DIRECTIVE:
Pictures stay out; everything else in the records below is copied exactly.

§

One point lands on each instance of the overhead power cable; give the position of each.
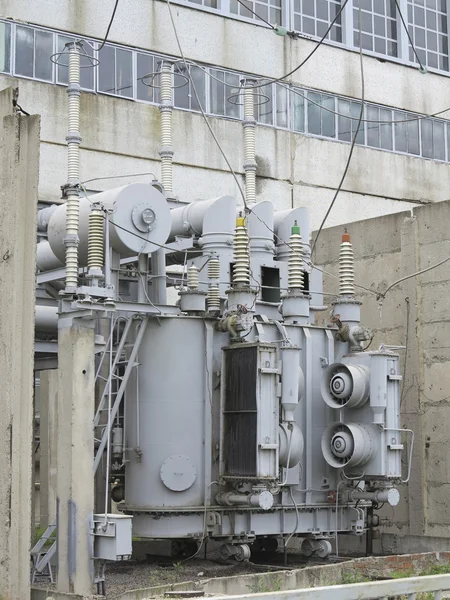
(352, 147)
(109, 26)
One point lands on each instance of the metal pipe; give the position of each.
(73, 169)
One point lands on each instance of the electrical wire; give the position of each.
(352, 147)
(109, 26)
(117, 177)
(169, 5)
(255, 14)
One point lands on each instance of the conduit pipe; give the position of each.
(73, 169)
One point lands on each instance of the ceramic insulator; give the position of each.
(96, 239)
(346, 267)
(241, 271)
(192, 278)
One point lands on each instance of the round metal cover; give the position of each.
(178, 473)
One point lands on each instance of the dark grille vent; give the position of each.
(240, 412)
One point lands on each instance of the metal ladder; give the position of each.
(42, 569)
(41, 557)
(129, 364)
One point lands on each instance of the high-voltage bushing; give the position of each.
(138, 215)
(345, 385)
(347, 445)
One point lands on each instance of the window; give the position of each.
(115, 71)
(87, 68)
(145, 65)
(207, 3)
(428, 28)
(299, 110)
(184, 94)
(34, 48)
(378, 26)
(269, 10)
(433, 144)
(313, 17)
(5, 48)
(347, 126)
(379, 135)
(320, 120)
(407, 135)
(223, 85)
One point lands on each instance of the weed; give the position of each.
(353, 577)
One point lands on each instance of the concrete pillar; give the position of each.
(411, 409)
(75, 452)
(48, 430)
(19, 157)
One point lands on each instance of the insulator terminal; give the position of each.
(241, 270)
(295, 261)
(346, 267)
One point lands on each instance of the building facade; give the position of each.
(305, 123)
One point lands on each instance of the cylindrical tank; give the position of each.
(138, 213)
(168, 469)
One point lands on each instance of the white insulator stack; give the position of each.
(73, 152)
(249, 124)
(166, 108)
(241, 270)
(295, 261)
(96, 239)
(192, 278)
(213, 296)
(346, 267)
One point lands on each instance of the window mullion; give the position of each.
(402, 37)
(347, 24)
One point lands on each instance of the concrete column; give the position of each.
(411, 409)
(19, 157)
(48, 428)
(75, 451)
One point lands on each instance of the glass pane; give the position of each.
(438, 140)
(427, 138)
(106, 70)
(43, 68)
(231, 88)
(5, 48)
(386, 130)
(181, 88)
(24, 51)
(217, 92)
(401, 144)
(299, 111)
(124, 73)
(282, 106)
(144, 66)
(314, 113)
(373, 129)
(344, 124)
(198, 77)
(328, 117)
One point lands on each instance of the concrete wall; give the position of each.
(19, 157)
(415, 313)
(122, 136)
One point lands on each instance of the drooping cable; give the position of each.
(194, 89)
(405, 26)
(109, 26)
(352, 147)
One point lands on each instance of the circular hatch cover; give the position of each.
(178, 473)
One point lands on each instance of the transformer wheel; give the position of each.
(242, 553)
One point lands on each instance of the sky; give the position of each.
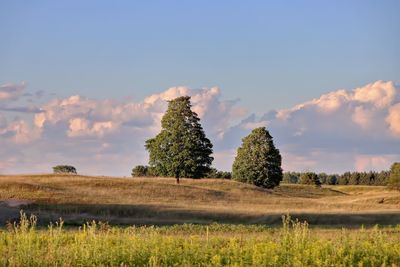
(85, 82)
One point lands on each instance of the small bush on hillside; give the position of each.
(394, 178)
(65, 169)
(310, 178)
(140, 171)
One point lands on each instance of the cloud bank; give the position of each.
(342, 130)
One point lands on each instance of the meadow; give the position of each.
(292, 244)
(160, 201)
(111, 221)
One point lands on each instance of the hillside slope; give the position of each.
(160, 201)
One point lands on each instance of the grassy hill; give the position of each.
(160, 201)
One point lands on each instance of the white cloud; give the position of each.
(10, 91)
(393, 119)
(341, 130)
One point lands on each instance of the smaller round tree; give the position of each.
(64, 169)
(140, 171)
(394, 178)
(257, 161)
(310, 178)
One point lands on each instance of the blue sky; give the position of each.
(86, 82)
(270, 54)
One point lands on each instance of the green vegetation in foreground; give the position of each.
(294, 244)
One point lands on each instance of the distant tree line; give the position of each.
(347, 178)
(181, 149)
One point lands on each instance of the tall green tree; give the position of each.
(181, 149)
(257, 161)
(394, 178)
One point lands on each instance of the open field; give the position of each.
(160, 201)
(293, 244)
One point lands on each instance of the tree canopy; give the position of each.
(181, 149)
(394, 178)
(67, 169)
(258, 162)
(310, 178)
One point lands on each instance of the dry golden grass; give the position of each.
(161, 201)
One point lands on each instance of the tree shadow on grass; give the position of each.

§

FULL OUTPUT:
One point lands on each instance of the overhead power cable; give the position of each.
(352, 147)
(109, 26)
One point lands on each instance of the metal pipe; give the position of each.
(73, 169)
One point lands on each instance of the electrical wire; give the position of each.
(352, 147)
(109, 26)
(117, 177)
(169, 5)
(255, 14)
One point lands on each instance of the conduit pipe; give the position of each.
(73, 169)
One point lands on each instance of the ceramic insulator; give the position of each.
(96, 239)
(346, 267)
(241, 271)
(192, 278)
One point lands on each instance of the round metal cover; give the position of each.
(178, 473)
One point lands on each instance of the dark grille vent; give the position of each.
(240, 412)
One point lands on each instance of the metal ladder; give the position of each.
(42, 569)
(41, 557)
(129, 364)
One point lands on each instance of the high-voltage bushing; give the position of each.
(138, 215)
(345, 385)
(347, 445)
One point lands on each instance of the window; give the position of each.
(115, 71)
(87, 68)
(145, 65)
(207, 3)
(428, 28)
(299, 110)
(184, 94)
(34, 48)
(378, 26)
(269, 10)
(433, 144)
(313, 17)
(5, 48)
(347, 126)
(379, 135)
(320, 120)
(407, 135)
(223, 85)
One point lands on each instance of the weed; give the position of each.
(353, 577)
One point lands on each instance of the concrete pillar; give the position of each.
(411, 409)
(75, 452)
(48, 430)
(19, 157)
One point lands on each instance of the insulator terminal; give the position of each.
(241, 270)
(295, 261)
(346, 267)
One point lands on each instance of the building facade; give the position of each.
(305, 123)
One point lands on each instance of the cylindrical tank; give the position of each.
(138, 213)
(168, 469)
One point lands on each instance of the white insulator stack; give the position of each.
(73, 152)
(249, 124)
(166, 108)
(241, 270)
(295, 261)
(96, 239)
(192, 278)
(213, 296)
(346, 267)
One point lands on each instance of the window mullion; give the position of each.
(402, 37)
(347, 24)
One point lands on each instance of the concrete column; give the position of each.
(411, 409)
(19, 157)
(48, 428)
(75, 451)
One point lands on each instance of the glass pane; give the position of each.
(438, 140)
(427, 138)
(106, 70)
(43, 68)
(231, 88)
(5, 48)
(386, 130)
(181, 88)
(24, 51)
(217, 92)
(401, 144)
(299, 111)
(124, 73)
(282, 106)
(144, 66)
(314, 113)
(373, 129)
(344, 124)
(198, 77)
(328, 117)
One point lands on each instance of the concrete wall; give the position of each.
(19, 157)
(415, 313)
(122, 136)
One point lands on each instance of the drooping cable; give the position of each.
(194, 89)
(405, 26)
(109, 26)
(352, 147)
One point lands on each instance of the circular hatch cover; give the position of each.
(178, 473)
One point lands on each instance of the transformer wheel; give the position of each.
(242, 553)
One point lands on each instance of the sky; give the position of each.
(85, 82)
One point lands on each instance of the small bush on hillside; give the position of each.
(394, 178)
(65, 169)
(310, 178)
(140, 171)
One point lands on each instance of the cloud bank; give the position of each.
(342, 130)
One point lands on each instance of the meadow; give the position of each.
(292, 244)
(160, 201)
(111, 221)
One point lands on each instance of the hillside slope; give the position of each.
(160, 201)
One point lands on each instance of the grassy hill; give the position of each.
(160, 201)
One point lands on each instance of the white cloud; give the position of each.
(10, 91)
(393, 119)
(341, 130)
One point lands on each instance of the smaller round tree; give the position of each.
(64, 169)
(140, 171)
(394, 178)
(257, 161)
(310, 178)
One point lands on each instance of the blue sky; give the position of each.
(86, 82)
(270, 54)
One point lands on each instance of the green vegetation in foreground; give the position of each.
(294, 244)
One point lands on each instance of the distant tree line; give the position of each.
(347, 178)
(181, 149)
One point lands on each instance of the tall green tree; give the position of each.
(181, 149)
(257, 161)
(394, 178)
One point lands on each instance of the open field; give the position of each.
(160, 201)
(293, 244)
One point lands on each instance of the tree canopy; give the position of each.
(181, 149)
(394, 178)
(67, 169)
(258, 162)
(310, 178)
One point lands on each instance of the dry golden grass; give the position of each.
(161, 201)
One point lands on each instance of the tree shadow on grass; give the position of each.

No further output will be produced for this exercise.